**Problem to work on**
Reproduce the material below from the line with "Spot every blue" to the line with "[[0, 208, 400, 275]]", both included, keeping the requests unchanged. Multiply each bounding-box coordinate in the answers by 2.1 and round to the nearest whole number, rounding halves up.

**Records**
+---+
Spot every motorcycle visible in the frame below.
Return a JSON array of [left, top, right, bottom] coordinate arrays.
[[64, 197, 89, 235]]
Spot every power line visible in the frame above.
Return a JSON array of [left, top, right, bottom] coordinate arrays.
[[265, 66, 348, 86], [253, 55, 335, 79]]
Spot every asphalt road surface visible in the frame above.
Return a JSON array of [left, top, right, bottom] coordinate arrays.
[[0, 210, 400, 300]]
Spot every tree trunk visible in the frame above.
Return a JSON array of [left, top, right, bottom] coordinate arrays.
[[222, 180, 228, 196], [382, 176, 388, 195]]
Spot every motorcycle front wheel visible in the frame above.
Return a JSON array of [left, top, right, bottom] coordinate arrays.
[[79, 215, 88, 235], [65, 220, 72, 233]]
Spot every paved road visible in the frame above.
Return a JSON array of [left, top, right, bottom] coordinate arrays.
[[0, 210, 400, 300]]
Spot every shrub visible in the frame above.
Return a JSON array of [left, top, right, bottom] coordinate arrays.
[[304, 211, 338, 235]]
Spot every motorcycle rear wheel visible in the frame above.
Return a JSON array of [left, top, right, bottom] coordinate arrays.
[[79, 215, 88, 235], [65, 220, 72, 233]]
+---+
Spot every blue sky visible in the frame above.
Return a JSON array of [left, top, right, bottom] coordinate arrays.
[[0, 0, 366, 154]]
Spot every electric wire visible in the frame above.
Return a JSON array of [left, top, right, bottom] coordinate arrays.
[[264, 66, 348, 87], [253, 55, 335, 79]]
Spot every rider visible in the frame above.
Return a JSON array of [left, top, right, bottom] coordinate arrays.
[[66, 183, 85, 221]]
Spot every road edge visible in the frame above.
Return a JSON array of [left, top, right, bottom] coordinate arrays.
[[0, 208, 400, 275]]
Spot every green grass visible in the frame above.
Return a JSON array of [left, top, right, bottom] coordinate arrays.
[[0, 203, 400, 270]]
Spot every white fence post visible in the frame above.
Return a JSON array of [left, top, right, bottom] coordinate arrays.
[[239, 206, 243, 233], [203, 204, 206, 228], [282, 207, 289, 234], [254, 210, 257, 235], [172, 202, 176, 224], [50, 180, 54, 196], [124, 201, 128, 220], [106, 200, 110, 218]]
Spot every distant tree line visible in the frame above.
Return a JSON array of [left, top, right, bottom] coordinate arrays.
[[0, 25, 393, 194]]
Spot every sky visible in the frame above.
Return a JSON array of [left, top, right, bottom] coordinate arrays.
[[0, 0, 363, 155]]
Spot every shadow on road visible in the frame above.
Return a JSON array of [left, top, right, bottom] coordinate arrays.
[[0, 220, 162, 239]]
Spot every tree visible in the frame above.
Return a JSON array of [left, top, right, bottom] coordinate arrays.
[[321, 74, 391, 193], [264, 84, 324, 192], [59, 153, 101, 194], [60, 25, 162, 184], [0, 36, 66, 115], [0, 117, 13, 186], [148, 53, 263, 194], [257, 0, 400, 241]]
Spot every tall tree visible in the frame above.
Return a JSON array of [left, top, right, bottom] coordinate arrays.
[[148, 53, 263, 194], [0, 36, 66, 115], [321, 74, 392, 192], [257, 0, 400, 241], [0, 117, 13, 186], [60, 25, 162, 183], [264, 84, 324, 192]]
+---+
**Result of this exercise**
Spot every blue sky visible in the frame above.
Return a JSON array of [left, top, right, bottom] coordinate arrays.
[[0, 0, 769, 323]]
Spot every electric wire visible in the frame above.
Return a JSON array of [left, top, right, bottom] coordinate arrays.
[[554, 139, 731, 183], [531, 116, 704, 166]]
Spot every rider visible in the frame above.
Return a JSON array of [left, top, right, bottom] coordinate arrays.
[[139, 384, 179, 464]]
Spot every road edge visible in the frame above.
Return a JSON array of [left, top, right, bottom] coordinate arrays.
[[0, 437, 840, 578]]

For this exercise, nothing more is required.